• Exercises:
1 - List the usernames of everyone who posts in the IBS forum thread.
2 - According to the IBS forum thread, what does kippy take daily?
3 - Render this sentence from the IBS forum thread in Spanish: "He seemed to help me more than my regular MD."

• Source extract:
^^^^^^^^^^^^^^^^
# ibs i think



## astra (Jun 29, 2003)

can anyone help me my doctor s useless and i cant cope anymore. i have diahoreah every time i eat or drink anything even water, i get severe pains in my stomach and suffer bad heartburn, im scared to go out as always got stomach ache.


----------



## xwatchxyouxdream (Apr 28, 2003)

Aww







I don't really have diarreah myself but have you been diagnosed with IBS? Can you give a bit more background info so people can help you? They might just think it's just the normal runs.


----------



## astra (Jun 29, 2003)

sorry il be more specific, i was diagnosed ibs 6 yrs ago but this last yr my stomach pains are very severe, i get diaroheah every time i eat or drink anything even water, im always tired have heartburn and swollen stomach with lots of wind, ive also had gallbladder removed


----------



## kippy (Dec 17, 2002)

Astra:First I would change Drs. You need to be comfortable with your Dr. . I prefer a GI specialist myself. He seemed to help me more than my regular MD. I am IBS_D and also have GERD. I am taking 1 prevacid and one immodium daily. that works for me , however everyone is different I would say if you havent had any tests, that would come first. I have had endoscopy, colonoscopy . Of course I am not a Dr. so thats why you need to see one that can help you. I am doing great right now but I am always wondering how long it will last.I have had a great 3 months. You have to be persistent and a good Dr. will not mind that and will try to help you Good Luck to you. Life can get better!


----------
^^^^^^^^^^^^^^^^
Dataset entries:
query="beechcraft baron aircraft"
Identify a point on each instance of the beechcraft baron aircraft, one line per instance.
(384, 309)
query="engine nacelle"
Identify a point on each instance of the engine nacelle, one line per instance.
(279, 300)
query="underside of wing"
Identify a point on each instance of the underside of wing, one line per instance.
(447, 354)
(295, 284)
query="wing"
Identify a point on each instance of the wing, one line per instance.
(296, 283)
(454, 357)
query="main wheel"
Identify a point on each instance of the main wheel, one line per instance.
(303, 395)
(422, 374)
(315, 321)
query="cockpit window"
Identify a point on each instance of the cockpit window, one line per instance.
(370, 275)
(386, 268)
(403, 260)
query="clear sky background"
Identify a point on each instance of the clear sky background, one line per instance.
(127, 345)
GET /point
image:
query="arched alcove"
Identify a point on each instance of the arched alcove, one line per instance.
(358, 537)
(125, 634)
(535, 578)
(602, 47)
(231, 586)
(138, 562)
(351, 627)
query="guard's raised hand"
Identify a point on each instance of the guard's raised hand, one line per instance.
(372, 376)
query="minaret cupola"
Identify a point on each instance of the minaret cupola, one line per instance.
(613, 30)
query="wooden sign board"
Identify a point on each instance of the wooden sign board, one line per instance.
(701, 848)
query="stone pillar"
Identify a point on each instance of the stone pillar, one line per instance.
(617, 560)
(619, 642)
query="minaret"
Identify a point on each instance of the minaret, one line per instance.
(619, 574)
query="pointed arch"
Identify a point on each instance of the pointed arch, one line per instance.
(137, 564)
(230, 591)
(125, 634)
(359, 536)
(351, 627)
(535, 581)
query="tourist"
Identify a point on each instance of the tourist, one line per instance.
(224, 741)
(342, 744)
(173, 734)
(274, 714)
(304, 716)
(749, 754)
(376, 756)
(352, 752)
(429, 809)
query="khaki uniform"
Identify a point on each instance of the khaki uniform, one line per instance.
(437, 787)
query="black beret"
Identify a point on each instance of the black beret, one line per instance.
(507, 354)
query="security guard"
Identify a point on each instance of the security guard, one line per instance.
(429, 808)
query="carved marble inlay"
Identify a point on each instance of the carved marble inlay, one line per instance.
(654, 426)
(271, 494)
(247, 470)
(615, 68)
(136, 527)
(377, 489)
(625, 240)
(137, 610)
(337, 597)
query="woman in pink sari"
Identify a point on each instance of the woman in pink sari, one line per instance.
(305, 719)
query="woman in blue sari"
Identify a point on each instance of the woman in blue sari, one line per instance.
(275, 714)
^^^^^^^^^^^^^^^^
• Set of answers:
1 - astra, xwatchxyouxdream, kippy

2 - One prevacid and one immodium.

3 - Él pareció ayudarme más que mi médico habitual.